* Task brief: Every line from the line containing "of the flower" through the final line below is to be repeated exactly; no other line is.

──────── Records for processing ────────

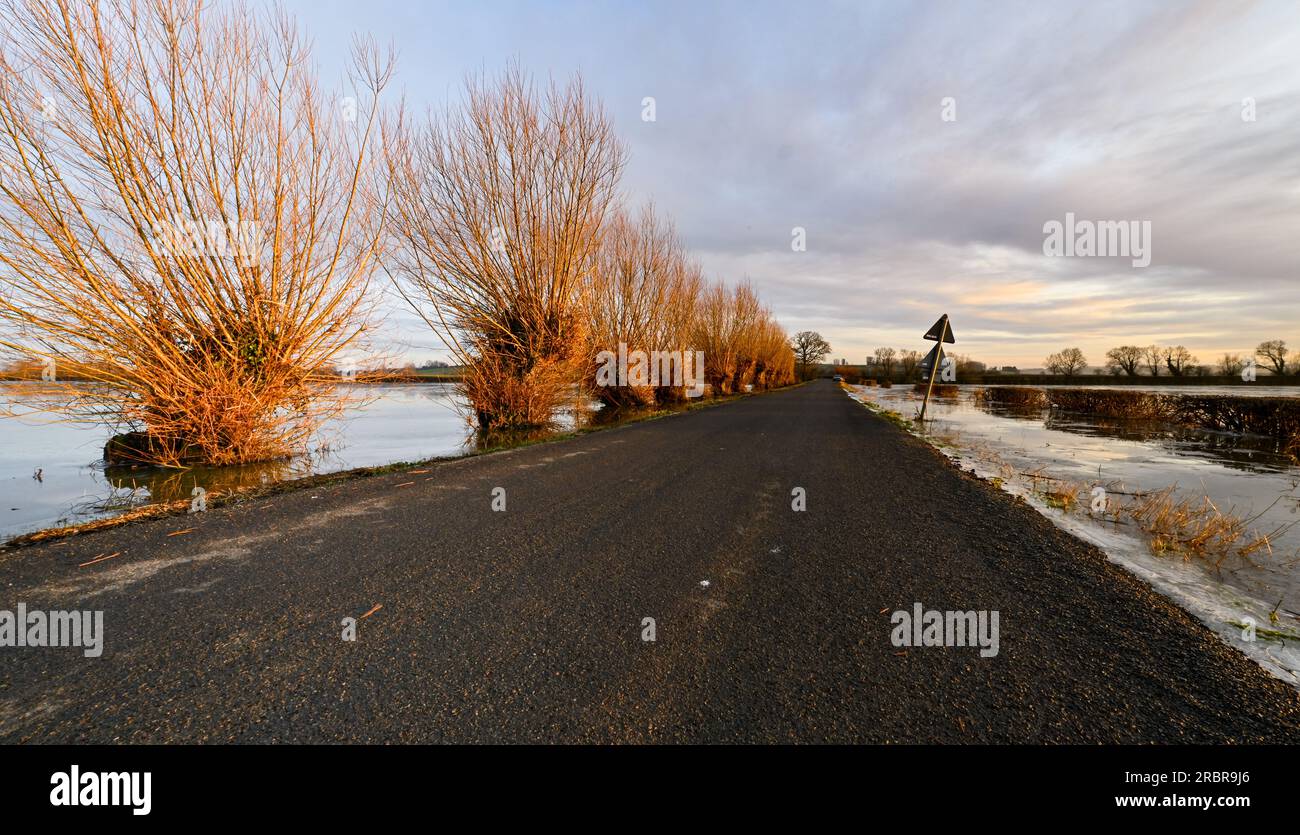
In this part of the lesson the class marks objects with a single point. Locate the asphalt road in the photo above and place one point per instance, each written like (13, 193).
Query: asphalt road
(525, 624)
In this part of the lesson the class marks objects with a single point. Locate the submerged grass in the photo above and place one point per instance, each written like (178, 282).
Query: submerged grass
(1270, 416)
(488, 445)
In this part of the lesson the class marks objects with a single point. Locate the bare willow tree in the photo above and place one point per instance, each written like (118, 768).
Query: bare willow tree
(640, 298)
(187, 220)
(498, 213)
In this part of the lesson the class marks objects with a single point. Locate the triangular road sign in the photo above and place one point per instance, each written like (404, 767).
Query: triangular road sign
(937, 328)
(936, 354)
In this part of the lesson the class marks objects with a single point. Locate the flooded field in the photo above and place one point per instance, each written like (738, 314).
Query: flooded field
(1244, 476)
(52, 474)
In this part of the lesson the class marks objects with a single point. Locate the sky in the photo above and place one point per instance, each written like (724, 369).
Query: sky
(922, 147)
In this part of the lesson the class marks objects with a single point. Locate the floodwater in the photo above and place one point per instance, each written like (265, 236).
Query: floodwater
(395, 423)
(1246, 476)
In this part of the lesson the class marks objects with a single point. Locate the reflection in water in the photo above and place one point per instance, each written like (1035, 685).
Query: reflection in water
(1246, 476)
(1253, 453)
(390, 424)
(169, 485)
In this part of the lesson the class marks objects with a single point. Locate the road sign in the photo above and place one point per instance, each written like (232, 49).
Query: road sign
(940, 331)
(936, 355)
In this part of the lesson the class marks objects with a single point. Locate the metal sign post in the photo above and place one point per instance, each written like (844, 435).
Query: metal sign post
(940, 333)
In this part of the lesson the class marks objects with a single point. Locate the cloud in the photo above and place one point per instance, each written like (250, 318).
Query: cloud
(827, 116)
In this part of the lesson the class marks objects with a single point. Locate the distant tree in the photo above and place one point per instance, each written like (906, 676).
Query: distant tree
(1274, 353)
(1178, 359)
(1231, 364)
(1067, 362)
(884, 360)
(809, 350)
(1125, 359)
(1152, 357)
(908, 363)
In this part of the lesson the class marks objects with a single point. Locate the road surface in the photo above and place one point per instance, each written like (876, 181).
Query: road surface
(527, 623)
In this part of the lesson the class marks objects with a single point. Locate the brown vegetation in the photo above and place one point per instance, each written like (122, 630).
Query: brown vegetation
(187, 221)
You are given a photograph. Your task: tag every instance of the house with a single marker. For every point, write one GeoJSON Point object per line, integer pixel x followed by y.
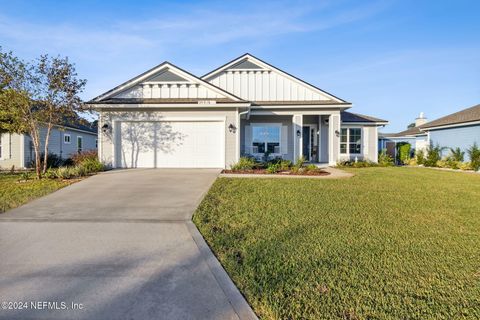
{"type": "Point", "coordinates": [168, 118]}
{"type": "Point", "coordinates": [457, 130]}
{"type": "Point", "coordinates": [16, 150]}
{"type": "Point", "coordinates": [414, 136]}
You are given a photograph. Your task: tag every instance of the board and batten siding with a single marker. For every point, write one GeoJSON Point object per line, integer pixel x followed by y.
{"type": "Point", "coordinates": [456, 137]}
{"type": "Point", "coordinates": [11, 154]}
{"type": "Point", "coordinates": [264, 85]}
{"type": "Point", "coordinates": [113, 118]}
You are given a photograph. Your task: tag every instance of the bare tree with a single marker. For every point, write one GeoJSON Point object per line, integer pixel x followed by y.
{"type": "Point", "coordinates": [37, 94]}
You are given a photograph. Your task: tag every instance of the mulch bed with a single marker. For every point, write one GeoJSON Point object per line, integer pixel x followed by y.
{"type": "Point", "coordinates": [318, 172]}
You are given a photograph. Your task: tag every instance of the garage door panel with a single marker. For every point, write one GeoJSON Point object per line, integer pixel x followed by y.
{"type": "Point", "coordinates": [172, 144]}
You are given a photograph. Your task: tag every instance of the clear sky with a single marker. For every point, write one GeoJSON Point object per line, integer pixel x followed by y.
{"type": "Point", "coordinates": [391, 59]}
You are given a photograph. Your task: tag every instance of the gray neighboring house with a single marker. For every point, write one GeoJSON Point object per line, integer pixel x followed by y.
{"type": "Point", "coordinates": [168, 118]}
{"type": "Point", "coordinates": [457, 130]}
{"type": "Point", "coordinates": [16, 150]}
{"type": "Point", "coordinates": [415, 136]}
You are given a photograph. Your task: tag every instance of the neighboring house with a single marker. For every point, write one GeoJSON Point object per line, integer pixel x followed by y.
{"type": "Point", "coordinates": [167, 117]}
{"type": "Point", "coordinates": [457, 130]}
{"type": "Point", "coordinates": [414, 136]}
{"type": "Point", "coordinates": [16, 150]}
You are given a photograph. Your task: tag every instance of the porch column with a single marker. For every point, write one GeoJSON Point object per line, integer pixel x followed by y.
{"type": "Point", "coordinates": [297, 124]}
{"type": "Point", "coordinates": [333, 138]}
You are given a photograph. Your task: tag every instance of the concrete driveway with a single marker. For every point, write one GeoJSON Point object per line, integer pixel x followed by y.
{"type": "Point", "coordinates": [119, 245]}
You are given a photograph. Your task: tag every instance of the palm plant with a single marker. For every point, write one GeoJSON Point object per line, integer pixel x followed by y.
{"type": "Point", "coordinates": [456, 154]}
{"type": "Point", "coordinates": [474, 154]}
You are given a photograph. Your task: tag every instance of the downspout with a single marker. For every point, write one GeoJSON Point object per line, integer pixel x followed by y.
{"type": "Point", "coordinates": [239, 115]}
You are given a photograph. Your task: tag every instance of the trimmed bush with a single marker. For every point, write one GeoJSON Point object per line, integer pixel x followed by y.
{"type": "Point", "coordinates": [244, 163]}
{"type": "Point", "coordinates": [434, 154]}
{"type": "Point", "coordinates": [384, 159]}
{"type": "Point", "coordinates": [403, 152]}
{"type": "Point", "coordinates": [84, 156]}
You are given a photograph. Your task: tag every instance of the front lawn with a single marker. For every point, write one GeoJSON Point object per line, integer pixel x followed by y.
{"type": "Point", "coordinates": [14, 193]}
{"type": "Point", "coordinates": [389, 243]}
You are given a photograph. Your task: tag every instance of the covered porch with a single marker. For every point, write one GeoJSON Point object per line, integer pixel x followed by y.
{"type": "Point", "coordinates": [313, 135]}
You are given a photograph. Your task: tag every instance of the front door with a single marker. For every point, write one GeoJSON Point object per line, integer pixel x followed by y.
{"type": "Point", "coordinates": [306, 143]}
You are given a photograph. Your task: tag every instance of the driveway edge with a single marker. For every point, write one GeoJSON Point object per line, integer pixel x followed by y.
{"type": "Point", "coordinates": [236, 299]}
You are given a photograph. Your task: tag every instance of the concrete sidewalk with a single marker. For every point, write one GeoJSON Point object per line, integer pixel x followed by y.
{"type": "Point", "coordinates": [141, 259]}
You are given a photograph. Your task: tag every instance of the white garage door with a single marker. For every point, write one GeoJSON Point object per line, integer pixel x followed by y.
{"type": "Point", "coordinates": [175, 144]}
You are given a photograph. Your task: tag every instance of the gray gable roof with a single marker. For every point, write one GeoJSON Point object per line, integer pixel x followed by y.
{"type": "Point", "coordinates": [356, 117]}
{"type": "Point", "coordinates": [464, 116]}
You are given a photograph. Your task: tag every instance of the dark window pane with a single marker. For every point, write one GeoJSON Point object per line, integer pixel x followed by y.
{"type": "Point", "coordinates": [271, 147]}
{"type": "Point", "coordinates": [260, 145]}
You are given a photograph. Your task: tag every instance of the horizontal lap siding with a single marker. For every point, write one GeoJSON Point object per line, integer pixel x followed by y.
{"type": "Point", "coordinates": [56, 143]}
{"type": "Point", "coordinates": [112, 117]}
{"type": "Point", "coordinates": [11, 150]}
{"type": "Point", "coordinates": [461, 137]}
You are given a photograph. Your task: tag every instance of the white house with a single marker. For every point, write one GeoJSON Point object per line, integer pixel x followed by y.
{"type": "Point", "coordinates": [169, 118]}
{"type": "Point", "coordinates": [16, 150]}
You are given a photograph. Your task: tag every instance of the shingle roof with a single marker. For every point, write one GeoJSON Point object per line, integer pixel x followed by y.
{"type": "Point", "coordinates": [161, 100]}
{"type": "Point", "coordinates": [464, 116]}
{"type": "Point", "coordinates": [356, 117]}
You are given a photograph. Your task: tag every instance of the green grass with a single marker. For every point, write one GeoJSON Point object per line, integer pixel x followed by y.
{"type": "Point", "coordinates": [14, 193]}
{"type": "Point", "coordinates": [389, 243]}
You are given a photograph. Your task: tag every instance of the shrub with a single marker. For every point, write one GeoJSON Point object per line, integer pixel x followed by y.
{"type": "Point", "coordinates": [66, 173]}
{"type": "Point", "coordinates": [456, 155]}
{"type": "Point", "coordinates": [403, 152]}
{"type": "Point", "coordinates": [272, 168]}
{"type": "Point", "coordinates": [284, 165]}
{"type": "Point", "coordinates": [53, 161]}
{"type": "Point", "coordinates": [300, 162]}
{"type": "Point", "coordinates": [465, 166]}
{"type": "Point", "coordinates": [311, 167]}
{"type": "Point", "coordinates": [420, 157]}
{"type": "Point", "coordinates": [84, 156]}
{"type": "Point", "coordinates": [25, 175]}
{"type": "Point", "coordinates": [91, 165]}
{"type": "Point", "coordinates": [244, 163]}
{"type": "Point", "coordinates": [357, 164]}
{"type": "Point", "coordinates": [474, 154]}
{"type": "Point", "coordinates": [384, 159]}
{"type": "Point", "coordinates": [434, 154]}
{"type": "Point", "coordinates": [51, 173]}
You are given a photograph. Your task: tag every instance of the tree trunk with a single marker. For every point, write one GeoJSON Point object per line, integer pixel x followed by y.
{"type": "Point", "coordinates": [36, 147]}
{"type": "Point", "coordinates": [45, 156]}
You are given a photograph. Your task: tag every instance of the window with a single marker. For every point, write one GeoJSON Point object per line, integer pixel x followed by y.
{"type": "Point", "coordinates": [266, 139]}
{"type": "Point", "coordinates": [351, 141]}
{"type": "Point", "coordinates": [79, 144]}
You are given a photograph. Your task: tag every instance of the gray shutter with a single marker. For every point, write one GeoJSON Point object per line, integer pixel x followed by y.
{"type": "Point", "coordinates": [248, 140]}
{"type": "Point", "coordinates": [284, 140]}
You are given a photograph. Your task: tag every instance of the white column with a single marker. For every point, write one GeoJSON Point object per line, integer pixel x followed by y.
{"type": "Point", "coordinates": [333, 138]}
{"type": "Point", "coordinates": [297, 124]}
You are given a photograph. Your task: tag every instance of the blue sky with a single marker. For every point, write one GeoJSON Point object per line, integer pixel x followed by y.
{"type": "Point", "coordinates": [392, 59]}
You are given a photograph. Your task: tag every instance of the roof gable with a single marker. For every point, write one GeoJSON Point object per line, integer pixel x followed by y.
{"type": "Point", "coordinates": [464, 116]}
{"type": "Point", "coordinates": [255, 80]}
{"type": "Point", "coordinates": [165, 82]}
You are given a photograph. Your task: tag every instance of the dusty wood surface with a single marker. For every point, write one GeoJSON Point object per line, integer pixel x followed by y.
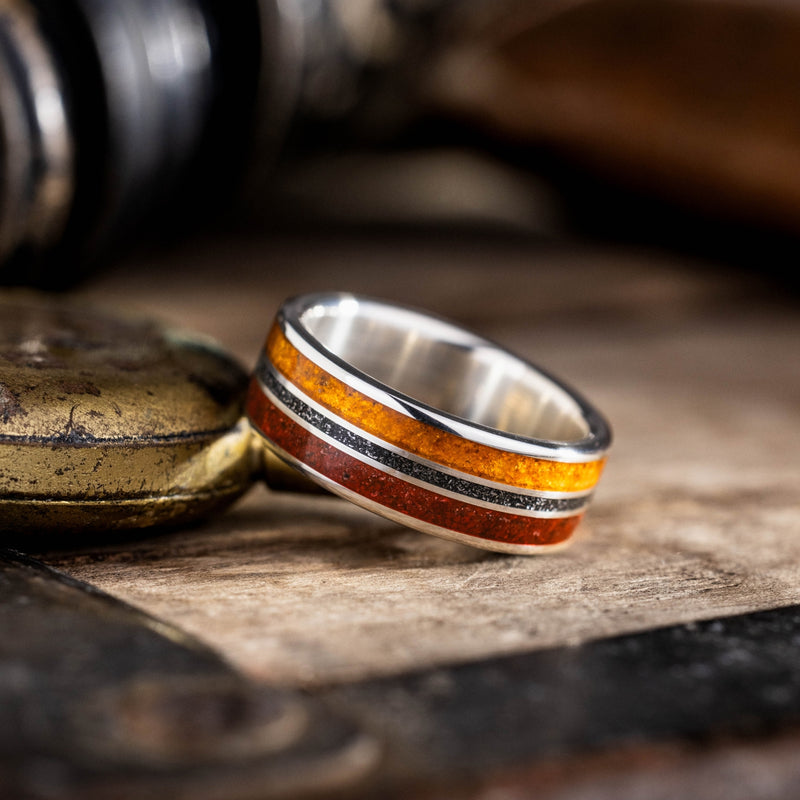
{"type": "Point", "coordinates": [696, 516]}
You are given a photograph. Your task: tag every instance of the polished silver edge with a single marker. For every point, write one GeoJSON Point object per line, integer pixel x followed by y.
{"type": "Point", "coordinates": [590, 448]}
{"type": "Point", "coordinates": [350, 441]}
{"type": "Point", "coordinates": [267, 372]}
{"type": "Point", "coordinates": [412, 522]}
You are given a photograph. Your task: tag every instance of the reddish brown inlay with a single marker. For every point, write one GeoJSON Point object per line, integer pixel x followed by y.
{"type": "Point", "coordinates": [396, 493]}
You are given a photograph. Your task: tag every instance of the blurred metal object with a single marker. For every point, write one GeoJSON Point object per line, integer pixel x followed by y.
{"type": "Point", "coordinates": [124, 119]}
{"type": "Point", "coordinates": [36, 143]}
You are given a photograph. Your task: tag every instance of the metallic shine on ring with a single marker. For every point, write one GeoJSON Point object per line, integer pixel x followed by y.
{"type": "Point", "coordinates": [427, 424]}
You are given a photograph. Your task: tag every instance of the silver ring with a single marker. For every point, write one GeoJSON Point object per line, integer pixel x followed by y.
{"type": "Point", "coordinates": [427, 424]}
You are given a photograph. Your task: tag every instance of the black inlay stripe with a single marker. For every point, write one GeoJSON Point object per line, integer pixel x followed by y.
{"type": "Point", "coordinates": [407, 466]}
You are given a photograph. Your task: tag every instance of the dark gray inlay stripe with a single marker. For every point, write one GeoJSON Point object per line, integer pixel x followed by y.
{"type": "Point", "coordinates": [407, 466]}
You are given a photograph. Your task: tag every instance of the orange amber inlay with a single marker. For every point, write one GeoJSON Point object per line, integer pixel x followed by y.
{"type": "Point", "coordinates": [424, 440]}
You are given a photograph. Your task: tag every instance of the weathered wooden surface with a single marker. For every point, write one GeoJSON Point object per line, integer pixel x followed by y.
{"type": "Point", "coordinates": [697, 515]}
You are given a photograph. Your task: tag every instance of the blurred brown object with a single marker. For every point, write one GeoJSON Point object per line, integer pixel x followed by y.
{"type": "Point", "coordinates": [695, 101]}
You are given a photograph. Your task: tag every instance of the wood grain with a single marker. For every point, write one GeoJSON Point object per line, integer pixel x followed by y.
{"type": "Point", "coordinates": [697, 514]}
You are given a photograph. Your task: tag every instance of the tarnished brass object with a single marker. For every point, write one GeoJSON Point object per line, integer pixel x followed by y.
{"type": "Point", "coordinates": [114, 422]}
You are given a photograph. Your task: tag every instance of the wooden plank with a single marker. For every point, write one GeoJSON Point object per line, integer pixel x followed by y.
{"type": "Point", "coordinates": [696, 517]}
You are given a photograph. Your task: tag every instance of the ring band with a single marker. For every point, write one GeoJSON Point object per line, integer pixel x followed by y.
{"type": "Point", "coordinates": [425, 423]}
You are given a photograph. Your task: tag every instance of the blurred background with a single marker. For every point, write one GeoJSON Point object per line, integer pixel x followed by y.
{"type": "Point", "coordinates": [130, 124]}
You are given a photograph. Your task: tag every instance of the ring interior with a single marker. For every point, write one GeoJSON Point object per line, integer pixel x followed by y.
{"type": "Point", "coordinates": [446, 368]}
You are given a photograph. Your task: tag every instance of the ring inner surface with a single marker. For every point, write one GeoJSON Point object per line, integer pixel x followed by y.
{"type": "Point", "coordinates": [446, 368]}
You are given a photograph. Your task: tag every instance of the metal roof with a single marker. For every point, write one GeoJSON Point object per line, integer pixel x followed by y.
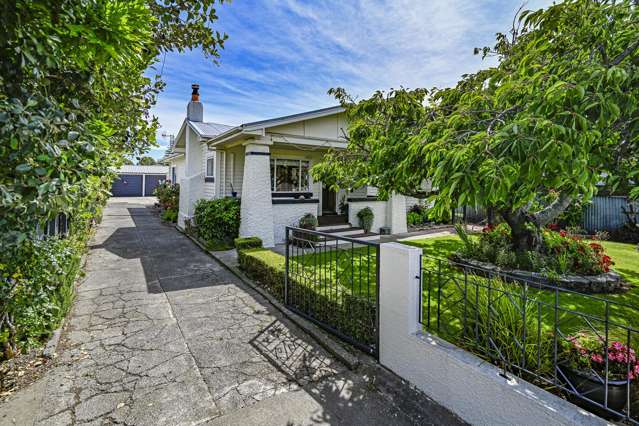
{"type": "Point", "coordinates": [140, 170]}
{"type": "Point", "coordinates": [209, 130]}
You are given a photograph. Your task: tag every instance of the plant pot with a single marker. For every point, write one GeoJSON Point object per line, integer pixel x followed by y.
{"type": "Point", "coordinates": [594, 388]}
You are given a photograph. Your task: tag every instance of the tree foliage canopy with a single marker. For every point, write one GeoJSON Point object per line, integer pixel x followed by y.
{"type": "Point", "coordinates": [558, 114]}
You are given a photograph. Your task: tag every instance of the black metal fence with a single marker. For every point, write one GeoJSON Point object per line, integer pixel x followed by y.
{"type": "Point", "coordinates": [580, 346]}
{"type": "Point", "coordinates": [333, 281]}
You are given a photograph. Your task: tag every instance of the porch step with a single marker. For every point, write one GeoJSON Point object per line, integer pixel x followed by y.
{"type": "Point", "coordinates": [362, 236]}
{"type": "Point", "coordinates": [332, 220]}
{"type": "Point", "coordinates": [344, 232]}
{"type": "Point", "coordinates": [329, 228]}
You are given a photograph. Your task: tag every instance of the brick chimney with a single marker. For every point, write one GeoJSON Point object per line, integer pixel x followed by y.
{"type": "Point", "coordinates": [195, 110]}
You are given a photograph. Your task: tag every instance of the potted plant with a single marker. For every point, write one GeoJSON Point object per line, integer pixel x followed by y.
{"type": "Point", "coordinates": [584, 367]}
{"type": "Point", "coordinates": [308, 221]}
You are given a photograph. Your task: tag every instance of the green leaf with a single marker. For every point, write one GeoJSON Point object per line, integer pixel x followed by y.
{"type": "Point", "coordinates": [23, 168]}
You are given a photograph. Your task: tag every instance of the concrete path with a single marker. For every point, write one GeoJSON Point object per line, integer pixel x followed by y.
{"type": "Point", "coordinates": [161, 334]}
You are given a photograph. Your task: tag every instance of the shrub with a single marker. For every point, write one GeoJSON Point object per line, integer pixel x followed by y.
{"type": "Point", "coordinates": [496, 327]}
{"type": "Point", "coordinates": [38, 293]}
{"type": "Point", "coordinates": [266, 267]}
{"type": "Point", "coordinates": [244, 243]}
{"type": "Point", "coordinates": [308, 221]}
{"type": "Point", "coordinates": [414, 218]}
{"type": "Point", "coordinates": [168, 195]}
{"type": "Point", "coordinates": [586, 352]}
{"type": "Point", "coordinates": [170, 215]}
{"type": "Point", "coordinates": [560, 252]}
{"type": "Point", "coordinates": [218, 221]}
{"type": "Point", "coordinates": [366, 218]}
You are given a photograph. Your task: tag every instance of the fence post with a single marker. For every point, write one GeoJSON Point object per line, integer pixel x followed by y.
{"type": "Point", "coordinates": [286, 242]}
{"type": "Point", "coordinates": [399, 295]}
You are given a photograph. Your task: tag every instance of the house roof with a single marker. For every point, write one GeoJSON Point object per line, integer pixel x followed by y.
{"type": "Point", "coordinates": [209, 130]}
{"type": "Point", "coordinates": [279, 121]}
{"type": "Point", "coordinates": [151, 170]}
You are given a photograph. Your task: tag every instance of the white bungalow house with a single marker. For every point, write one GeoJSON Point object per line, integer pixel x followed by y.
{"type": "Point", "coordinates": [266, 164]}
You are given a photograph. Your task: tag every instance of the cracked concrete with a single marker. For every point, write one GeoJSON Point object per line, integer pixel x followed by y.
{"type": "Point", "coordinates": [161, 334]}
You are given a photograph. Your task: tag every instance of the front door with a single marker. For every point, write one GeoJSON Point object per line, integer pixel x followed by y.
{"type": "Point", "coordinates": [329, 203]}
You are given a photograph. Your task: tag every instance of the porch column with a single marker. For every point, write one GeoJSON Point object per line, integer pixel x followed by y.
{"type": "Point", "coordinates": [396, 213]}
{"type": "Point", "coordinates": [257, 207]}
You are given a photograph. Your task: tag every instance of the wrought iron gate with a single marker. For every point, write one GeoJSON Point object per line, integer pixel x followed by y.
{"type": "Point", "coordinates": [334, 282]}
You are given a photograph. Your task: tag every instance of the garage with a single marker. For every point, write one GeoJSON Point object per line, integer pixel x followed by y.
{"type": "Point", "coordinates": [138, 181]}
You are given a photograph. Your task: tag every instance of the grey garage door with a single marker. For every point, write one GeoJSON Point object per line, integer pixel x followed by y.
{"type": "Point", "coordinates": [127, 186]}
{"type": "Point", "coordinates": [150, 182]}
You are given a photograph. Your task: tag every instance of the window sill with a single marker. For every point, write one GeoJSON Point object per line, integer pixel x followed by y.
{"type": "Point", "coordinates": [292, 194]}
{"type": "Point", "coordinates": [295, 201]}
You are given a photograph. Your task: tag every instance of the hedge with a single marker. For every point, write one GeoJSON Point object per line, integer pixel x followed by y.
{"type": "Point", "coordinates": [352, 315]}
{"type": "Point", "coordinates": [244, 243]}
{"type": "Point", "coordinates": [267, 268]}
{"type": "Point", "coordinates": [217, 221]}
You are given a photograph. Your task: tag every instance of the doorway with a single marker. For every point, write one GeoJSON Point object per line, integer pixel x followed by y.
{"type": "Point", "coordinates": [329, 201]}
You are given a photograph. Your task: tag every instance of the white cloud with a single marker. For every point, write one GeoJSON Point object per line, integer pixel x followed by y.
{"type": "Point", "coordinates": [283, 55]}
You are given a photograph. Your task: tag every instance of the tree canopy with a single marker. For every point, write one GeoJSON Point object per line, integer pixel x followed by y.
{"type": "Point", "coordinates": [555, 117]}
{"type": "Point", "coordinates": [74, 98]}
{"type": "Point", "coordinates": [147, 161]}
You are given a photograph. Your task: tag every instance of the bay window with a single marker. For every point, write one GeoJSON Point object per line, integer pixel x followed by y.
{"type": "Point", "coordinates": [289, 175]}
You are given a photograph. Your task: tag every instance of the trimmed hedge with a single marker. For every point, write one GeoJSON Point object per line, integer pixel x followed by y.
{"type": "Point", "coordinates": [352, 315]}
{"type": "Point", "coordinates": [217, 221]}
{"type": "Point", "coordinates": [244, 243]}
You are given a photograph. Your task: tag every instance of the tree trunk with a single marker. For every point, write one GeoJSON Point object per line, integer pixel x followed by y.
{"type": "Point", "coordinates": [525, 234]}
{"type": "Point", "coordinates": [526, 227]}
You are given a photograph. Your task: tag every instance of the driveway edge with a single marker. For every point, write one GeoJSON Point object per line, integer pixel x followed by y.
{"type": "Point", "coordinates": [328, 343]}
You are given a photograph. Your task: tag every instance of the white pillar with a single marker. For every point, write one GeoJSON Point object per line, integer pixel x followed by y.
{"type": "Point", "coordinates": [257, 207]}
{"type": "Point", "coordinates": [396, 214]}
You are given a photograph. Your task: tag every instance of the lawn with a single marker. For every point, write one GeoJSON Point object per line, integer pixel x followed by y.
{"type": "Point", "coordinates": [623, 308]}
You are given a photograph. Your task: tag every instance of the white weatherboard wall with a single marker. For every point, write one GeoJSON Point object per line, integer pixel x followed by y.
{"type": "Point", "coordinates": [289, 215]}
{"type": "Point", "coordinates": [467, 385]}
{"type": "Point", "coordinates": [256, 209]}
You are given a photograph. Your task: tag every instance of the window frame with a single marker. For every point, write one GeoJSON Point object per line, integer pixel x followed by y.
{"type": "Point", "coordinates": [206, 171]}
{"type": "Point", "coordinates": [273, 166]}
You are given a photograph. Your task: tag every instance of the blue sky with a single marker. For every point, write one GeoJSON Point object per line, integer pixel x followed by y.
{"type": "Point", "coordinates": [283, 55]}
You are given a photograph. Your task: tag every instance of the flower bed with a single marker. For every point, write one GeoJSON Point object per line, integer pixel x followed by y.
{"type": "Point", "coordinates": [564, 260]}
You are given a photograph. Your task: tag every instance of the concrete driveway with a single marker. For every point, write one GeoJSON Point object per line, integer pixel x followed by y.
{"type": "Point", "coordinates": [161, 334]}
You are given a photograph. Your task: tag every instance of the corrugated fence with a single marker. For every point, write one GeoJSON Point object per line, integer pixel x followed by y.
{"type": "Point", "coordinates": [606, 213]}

────────

* Task result:
You are given a photograph. Your task: tag every instance of the flower bed with a single marker. For every point, write one GeoJSON Point object per line, integer pixel x followed by y.
{"type": "Point", "coordinates": [564, 260]}
You are given a photograph. Your task: tag every instance of the concrete driveway with a single marker. For every point, write one GeoJSON Point object per line, integer pixel x followed by y.
{"type": "Point", "coordinates": [161, 334]}
You are given a photograph. Your task: tag every instance of the corrugated fence with a single marker. For every point, write one GeoJSON Point object per line, integer pixel x followed by y.
{"type": "Point", "coordinates": [606, 213]}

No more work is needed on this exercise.